AUFGABE:
Passen die Aussagen (a), (b) und (c) zum folgenden Text über Natascha Kampusch? Antworte bei jeder mit Ja oder Nein und zitiere die Worte aus dem Text, die das zeigen.
(a) Kampusch konnte sich im August 2006 nach acht Jahren aus der Gefangenschaft befreien.
(b) Kampusch hat entschieden, eine staatliche Entschädigung einzuklagen.
(c) Die Untersuchungskommission wurde von Liese Prokop eingesetzt.

ZITIERTER TEXT:
------------------------------------------------

Entführungsopfer Natascha Kampusch kritisiert Behörden

Das Entführungsopfer Natascha Kampusch fordert, dass die österreichischen Behörden bestraft werden, wenn sie wirklich Ermittlungsfehler vertuschen wollten. Ob sie dafür auch vor Gericht gehen würde, hat die 19-Jährige bisher noch nicht entschieden.

Das Entführungsopfer Natascha Kampusch hat nach eigenen Aussagen den Glauben an die österreichische Justiz verloren. "Ich habe meinen Glauben an die Justiz dieses Landes schon irgendwie verloren", sagte die 19-Jährige in einer Dokumentarsendung des ORF-Fernsehens zu den kürzlich bekanntgewordenen Ermittlungspannen im Fall Kampusch. Der Versuch der Behörden, diese Fahndungspannen zu vertuschen, sei "schon sehr arg".

Kampusch, die sich im August 2006 nach acht Jahren aus der Gefangenschaft im Haus ihres Entführers befreien konnte, forderte, die Verantwortlichen für die Fehler zur Verantwortung zu ziehen. Wie in der vergangenen Woche bekannt wurde, hatte die Polizei schon kurz nach der Verschleppung von Kampusch eindeutige Hinweise auf deren Entführer, verfolgte die Spur jedoch nicht konsequent. "Es sind schon die Leute zur Verantwortung zu ziehen, die diesem Hinweis nicht nachgegangen sind", forderte die junge Frau. Ob sie eine staatliche Entschädigung einklagen werde, sei noch nicht entschieden. "Es geht ja nicht um Geld, sondern es geht um Gerechtigkeit." Es werde sich "erst herausstellen, ob ich eine Entschädigung bekommen werde oder ob ich eine Klage einbringen werde".

Untersuchungskommission ist umstritten

Zwar hatten Beamte den Entführer Wolfgang Priklopil vernommen, jedoch keine Hausdurchsuchung angeordnet, obwohl er für den Zeitpunkt der Tat kein Alibi hatte. Priklopil hatte Natascha Kampusch in einem Kellerverlies in seiner Garage festgehalten. Nach ihrer Flucht hatte er Selbstmord begangen. In der vergangenen Woche hatte der frühere Chef des österreichischen Bundeskriminalamts, Herwig Haidinger, enthüllt, die Polizei habe wenige Wochen nach der Entführung von Kampusch Hinweise gehabt, die direkt zu dem Entführer geführt hätten. Diese präzisen Hinweise, die von einem Polizisten kamen, wurden jedoch von der Polizei ignoriert. Haidinger hatte im Sommer 2006 das damals von der konservativen Ministerin Liese Prokop geleitete Innenministerium aufgefordert, die gravierenden Ermittlungsfehler zu untersuchen, war dort jedoch abgeblitzt.

Eine inzwischen von deren Nachfolger Günther Platter eingesetzte Untersuchungskommission hat ihre Arbeit aufgenommen, ist jedoch höchst umstritten, weil ihr überwiegend führende Beamte des Innenministeriums angehören. Die Opposition fordert deshalb einen parlamentarischen Untersuchungsausschuss. Sie wirft der ÖVP vor, sie habe 2006 die Ermittlungspannen "unter den Tisch kehren" wollen.

In dem ORF-Interview wies Kampusch Fragen des Journalisten zurück, ob sie als Kind von ihrer Mutter und später während der Gefangenschaft auch von ihrem Entführer Wolfgang Priklopil sexuell missbraucht worden sei. "Das ist meine Privatangelegenheit", antwortete sie ruhig, "ich fühle mich nicht dazu verpflichtet, darauf zu antworten." Gleichwohl bestritt sie, jemals als Kind von ihrer Mutter missbraucht worden zu sein.

------------------------------------------------

GEZEIGTE ZEILEN:
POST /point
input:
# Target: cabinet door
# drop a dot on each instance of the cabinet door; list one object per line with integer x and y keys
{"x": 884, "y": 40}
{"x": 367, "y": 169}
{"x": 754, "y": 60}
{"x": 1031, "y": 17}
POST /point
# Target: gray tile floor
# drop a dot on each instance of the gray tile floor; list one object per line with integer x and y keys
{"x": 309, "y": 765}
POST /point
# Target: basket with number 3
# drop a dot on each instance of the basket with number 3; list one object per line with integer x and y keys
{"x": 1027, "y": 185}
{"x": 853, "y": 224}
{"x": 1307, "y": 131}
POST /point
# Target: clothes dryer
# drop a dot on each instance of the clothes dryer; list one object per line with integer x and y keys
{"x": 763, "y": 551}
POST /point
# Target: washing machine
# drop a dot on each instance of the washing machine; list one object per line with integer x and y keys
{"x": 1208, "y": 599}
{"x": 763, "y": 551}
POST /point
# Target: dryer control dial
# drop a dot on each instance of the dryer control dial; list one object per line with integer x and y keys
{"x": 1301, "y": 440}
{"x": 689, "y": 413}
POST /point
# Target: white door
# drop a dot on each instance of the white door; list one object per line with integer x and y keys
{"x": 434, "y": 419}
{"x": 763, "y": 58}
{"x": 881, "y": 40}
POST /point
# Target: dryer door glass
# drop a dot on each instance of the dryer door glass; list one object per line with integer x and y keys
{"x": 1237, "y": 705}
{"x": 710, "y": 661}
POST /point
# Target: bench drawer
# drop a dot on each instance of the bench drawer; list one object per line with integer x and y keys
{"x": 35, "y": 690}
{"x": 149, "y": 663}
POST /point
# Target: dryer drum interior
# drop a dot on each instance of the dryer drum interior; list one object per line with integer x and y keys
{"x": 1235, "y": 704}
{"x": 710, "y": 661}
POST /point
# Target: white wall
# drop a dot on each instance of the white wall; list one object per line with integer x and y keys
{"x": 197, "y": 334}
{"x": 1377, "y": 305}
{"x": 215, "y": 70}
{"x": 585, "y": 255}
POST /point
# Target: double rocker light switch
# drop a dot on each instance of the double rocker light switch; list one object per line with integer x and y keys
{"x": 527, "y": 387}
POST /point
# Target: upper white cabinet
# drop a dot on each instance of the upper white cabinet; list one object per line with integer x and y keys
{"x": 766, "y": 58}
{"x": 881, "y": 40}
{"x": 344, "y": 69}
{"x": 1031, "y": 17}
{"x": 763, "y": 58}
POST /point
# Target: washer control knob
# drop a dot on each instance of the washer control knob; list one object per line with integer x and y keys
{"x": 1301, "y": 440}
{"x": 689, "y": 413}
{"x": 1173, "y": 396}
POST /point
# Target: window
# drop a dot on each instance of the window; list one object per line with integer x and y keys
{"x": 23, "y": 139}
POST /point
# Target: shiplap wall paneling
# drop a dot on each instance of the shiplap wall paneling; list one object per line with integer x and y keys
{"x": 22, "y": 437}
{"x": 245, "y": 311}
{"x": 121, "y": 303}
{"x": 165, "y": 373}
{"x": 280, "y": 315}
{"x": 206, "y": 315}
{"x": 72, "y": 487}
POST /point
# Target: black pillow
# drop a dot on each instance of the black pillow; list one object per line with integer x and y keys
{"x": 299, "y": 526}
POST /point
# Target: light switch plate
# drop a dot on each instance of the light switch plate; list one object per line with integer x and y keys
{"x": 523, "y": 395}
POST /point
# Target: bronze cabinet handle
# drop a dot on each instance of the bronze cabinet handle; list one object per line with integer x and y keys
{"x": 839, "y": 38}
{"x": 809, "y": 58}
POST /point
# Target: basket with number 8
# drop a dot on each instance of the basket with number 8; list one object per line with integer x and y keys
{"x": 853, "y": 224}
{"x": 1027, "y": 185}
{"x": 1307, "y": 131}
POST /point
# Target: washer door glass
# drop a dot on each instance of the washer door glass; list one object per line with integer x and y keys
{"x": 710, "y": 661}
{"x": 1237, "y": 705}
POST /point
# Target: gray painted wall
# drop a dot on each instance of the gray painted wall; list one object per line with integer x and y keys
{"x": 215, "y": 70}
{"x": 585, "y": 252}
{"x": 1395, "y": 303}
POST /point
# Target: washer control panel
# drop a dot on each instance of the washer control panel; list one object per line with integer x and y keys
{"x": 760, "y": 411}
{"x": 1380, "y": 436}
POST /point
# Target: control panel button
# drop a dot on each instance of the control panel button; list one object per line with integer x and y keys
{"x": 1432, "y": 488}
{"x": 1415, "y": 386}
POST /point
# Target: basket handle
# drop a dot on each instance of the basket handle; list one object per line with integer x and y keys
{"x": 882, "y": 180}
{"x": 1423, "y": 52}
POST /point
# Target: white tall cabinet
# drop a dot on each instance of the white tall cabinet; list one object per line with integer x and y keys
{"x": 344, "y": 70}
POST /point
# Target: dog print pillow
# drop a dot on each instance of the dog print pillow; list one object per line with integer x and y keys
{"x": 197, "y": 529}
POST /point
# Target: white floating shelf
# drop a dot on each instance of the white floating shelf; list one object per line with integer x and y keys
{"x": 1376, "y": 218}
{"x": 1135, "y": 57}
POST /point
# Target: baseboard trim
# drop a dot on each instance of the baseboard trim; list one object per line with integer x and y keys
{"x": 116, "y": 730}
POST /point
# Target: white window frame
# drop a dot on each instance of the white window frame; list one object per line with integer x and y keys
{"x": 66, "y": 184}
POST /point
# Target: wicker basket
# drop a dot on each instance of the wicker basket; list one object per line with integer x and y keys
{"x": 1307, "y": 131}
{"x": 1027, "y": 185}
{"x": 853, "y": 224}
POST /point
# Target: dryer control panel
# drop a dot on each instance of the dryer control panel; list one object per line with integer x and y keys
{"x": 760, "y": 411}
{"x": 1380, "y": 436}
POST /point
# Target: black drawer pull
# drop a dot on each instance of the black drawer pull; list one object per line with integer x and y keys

------------------------------------------------

LÖSUNG:
(a) Ja: „die sich im August 2006 nach acht Jahren aus der Gefangenschaft im Haus ihres Entführers befreien konnte“
(b) Nein: „Ob sie eine staatliche Entschädigung einklagen werde, sei noch nicht entschieden.“
(c) Nein: „Eine inzwischen von deren Nachfolger Günther Platter eingesetzte Untersuchungskommission“